___ Records for the task

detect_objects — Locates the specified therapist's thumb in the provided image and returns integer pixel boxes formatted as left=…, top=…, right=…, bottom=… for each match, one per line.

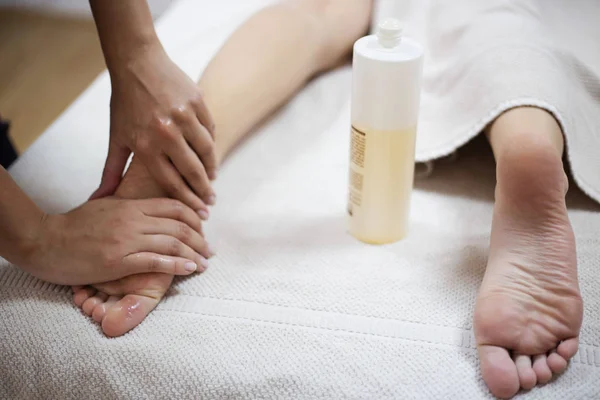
left=90, top=141, right=131, bottom=200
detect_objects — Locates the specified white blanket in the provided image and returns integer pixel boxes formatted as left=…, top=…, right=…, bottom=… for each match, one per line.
left=0, top=0, right=600, bottom=400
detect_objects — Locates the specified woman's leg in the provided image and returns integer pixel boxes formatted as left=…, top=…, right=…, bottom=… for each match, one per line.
left=74, top=0, right=372, bottom=336
left=474, top=107, right=583, bottom=397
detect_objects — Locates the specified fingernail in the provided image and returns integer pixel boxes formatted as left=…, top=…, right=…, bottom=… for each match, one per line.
left=183, top=262, right=198, bottom=272
left=198, top=210, right=208, bottom=221
left=206, top=245, right=217, bottom=257
left=200, top=257, right=208, bottom=269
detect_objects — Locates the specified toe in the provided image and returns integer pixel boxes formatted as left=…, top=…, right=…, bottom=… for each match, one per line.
left=81, top=292, right=108, bottom=316
left=73, top=286, right=96, bottom=307
left=533, top=354, right=552, bottom=384
left=102, top=294, right=160, bottom=337
left=547, top=350, right=567, bottom=374
left=92, top=296, right=120, bottom=323
left=478, top=345, right=520, bottom=398
left=514, top=355, right=537, bottom=390
left=556, top=338, right=579, bottom=360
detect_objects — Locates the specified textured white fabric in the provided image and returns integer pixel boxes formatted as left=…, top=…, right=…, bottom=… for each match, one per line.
left=0, top=0, right=600, bottom=399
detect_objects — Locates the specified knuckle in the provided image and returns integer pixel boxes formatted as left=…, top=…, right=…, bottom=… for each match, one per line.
left=170, top=104, right=190, bottom=120
left=152, top=116, right=176, bottom=140
left=148, top=257, right=161, bottom=272
left=198, top=140, right=215, bottom=157
left=177, top=222, right=192, bottom=242
left=169, top=238, right=183, bottom=256
left=166, top=182, right=183, bottom=197
left=186, top=168, right=204, bottom=182
left=190, top=88, right=204, bottom=107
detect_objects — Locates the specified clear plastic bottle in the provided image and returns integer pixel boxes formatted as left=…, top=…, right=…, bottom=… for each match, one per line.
left=348, top=19, right=423, bottom=244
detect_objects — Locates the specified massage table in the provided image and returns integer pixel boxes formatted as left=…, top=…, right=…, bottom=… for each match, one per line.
left=0, top=0, right=600, bottom=400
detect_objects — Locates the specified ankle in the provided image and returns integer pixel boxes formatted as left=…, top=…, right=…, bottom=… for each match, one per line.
left=496, top=139, right=569, bottom=202
left=115, top=158, right=167, bottom=199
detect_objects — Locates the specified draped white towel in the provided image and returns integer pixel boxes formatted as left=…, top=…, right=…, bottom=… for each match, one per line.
left=0, top=0, right=600, bottom=399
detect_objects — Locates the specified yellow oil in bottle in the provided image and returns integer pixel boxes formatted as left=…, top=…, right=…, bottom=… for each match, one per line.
left=348, top=126, right=417, bottom=244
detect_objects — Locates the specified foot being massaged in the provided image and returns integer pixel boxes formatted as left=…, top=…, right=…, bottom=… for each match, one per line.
left=0, top=0, right=600, bottom=398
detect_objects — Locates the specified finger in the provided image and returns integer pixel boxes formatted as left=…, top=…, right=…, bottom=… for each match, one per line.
left=81, top=292, right=108, bottom=317
left=73, top=286, right=97, bottom=307
left=138, top=199, right=208, bottom=234
left=192, top=95, right=215, bottom=139
left=144, top=218, right=213, bottom=258
left=142, top=155, right=208, bottom=213
left=122, top=253, right=208, bottom=275
left=90, top=141, right=131, bottom=200
left=168, top=138, right=215, bottom=205
left=185, top=118, right=217, bottom=181
left=146, top=235, right=206, bottom=265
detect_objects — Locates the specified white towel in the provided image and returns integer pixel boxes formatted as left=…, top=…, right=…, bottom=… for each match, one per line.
left=373, top=0, right=600, bottom=201
left=0, top=0, right=600, bottom=400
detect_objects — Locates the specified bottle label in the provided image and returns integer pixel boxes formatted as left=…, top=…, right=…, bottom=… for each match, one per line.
left=348, top=126, right=367, bottom=216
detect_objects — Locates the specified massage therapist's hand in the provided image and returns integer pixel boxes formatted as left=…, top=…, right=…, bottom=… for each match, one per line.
left=90, top=0, right=217, bottom=214
left=92, top=43, right=217, bottom=211
left=18, top=198, right=210, bottom=285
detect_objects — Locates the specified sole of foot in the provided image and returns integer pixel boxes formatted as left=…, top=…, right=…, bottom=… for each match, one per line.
left=73, top=273, right=173, bottom=337
left=474, top=126, right=583, bottom=398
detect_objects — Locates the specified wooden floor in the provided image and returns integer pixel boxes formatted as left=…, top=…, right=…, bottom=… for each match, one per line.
left=0, top=9, right=104, bottom=152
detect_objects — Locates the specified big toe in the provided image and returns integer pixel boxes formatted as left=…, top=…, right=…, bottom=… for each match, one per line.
left=478, top=345, right=520, bottom=399
left=102, top=294, right=160, bottom=337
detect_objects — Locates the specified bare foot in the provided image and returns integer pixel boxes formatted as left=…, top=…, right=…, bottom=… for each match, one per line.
left=474, top=125, right=583, bottom=398
left=73, top=160, right=209, bottom=337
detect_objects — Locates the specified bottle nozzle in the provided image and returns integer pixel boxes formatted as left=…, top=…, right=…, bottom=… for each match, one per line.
left=377, top=18, right=402, bottom=49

______

**What you have to do:**
Please rewrite every line from the one containing "detect_objects — Locates the specified finger in" up to and including the one containing "left=73, top=286, right=97, bottom=307", and increase each bounding box coordinate in them by 14.

**Output for this task:**
detect_objects — Locates the specified finger in the provided image and returns integer pixel boxes formatted as left=…, top=…, right=…, bottom=… for each match, one per line.
left=95, top=306, right=122, bottom=331
left=87, top=300, right=111, bottom=321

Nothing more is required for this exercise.